__Problem set__.
(1) In the overview of Czech cinema in 2015, what was the local spend of Zookeeper´s Wife?
(2) Using the overview of Czech cinema in 2015, mark each statement yes or no and quote the words that decide it: (a) Slovakia is still the main coproduction partner of the Czech Republic. (b) Home Care was directed by Petr Václav. (c) Twenty feature films premiered in the Czech Republic in 2015.
(3) Write the next part of the overview of Czech cinema in 2015, starting after its final sentence.

__Extract provided__.
========================
It has been a busy year for Czech cinema. Karlovy Vary International Film Festival celebrated its 50th anniversary in 2015, Czech films were invited to many international festivals and many of the brought home awards, talented new filmmakers emerged.
The Way Out by Petr Václav received seven Czech Lions and the Czech Critic´s Award for Best Film, Home Care by Slávek Horák was awarded at KVIFF and selected as the Czech submission for the Academy Award for Best Foreign Language Film.
The new State Cinematography Fund Fund secured its position with its successful tax rebate scheme attracting more and more foreign productions to the Czech Republic, including Chinese producers.
Twenty eight feature films and 15 long documentaries premiered in the Czech Republic in 2015. Slovakia remains the main coproduction partner, however in recent years the Czech Republic has coproduced with other countries as well, including Poland, Romania, Georgia, Slovenia and even Iran. Some of these coproductions were successful at international film festivals (Aferim!, Family Film, Corn Island, Siska Deluxe, etc).
Among high profile Czech films produced in 2015 were Petr Zelenka’s Lost in Munich (produced by Lucky Man Films), Petr Nikolaev’s comedy Dodgeball (In Film, a coproduction between Czech Republic, Germany, Slovenia, France and Slovakia), Slávek Horák‘s debut feature Home Care (TVORBA Films), Vít Zapletal‘s Dust (Radim Procházka),Jan Prušinovský‘s Snake Brothers (Offside Men) and Milan Cieslar’s box office hit Life is Life (Flamesite).
Anna Foerster‘s Underworld 5, produced by the Prague-based branch of Lakeshore International and Niki Caro’s Zookeeper´s Wife produced by Scion Films with Czech-Anglo Productions as line producer, were among the biggest international productions shot in the Czech Republic in 2015. The local spend of Zookeeper´s Wife was 11.6 m EUR / 314 m CZK.
Other big projects were: a Chinese TV series Last Visa, directed by Quing Hua and produced by Onmijoi Group and Prague-based company Twin Star Film, Unlocked by Michael Apted produced by Bloom with Czech-Anglo Productions and Anthropoid by Sean Ellis, produced by LD Entertainment with Lucky Man Films, which were also supported by the tax incentives programme of the State Cinematography Fund.
========================
__Information shown__.
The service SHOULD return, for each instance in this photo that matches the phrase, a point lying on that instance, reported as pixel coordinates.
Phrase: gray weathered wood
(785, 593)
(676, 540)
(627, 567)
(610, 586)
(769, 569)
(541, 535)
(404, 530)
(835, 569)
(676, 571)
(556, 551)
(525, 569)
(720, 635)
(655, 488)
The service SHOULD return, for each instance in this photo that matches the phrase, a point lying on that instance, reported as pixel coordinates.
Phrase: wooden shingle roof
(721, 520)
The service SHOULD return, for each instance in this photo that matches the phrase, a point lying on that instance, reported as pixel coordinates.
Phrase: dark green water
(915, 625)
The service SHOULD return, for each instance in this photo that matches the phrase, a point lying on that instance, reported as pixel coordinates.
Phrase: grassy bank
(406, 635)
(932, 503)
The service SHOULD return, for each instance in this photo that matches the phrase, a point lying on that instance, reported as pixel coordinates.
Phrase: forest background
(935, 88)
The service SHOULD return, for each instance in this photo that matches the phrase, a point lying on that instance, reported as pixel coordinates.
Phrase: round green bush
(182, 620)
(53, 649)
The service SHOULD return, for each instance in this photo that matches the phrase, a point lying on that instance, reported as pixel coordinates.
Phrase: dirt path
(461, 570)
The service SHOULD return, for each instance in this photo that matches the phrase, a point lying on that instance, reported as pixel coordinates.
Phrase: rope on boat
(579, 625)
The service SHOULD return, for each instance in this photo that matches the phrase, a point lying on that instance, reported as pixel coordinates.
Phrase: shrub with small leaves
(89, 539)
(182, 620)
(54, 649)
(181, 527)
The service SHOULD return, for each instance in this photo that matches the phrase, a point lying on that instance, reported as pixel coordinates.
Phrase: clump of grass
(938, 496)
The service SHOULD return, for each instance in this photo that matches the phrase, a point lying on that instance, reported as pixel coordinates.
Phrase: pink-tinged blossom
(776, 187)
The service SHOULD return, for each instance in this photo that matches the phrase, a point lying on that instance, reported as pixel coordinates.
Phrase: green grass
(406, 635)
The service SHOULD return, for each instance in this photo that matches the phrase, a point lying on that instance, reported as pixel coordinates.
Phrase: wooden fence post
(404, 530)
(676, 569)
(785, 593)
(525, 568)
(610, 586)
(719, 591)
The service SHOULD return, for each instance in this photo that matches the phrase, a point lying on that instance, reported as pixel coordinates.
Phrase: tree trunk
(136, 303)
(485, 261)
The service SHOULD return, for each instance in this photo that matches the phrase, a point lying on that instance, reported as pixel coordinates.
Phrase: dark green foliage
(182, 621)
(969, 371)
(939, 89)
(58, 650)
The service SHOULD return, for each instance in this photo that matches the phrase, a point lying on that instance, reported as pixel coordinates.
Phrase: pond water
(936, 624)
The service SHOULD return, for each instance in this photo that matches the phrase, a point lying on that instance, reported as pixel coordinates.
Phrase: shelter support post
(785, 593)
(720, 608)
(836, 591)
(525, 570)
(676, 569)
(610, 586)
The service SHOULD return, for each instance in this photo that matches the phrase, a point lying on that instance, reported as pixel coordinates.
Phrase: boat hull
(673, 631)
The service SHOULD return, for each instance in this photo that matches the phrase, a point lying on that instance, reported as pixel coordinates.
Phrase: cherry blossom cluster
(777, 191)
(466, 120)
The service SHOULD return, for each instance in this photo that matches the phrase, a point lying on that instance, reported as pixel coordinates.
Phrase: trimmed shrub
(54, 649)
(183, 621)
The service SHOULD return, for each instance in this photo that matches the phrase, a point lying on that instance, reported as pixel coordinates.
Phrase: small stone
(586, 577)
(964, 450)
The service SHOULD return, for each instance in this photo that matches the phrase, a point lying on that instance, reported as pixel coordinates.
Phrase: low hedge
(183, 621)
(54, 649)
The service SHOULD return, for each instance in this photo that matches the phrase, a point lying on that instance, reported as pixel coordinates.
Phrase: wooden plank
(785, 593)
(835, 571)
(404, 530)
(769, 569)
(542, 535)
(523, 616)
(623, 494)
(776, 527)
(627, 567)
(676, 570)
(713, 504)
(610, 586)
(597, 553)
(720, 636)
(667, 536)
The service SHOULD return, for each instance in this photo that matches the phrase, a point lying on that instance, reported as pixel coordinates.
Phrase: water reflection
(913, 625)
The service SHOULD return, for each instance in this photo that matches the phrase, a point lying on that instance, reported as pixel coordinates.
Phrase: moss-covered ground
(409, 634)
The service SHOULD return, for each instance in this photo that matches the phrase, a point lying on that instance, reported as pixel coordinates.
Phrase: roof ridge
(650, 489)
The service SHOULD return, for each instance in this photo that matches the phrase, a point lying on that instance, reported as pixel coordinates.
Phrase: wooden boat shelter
========================
__The answers__.
(1) 11.6 m EUR / 314 m CZK.

(2)
(a) Yes: "Slovakia remains the main coproduction partner"
(b) No: "Home Care by Slávek Horák"
(c) No: "Twenty eight feature films and 15 long documentaries premiered in the Czech Republic in 2015."

(3)
There are 33 distribution companies on the market, but only the top ten have a market share of over 1%. Cinemart, the leading distributor of US films, representing Twentieth Century Fox, Universal and Paramount Pictures,has the biggest share, 29.5%, and the highest number of releases, more than 50 per year.
Cinemart is followed by Falcon with 21.3 %. Falcon is the distributor and coproducer of high-profile Czech films, considerably contributing to the high attendance for domestic films in the Czech Republic. Number three in 2014, Warner Bros. Entertainment (16.4%), closed its activities in the Czech Republic and passed its business to Freeman Entertainment (http://www.freeman-ent.cz/klient-84/kino-78/stranka-1963), which also handles the distribution for Lionsgate, Summit Entertainment and DreamWorks.
With 9.9% Bontonfilm mostly handles domestic and art house titles. Bioscoop/AQS holds the fifth position with 7.1%. Twenty seven cinemas are members of the Europa Cinemas network and are entitled to use the MEDIA programme’s support for distribution of European films.
Some Czech distributors are using day-and-date releases and VOD platforms for European arthouse titles on a regular basis. The most active distributor in this area is Film Distribution Artcam.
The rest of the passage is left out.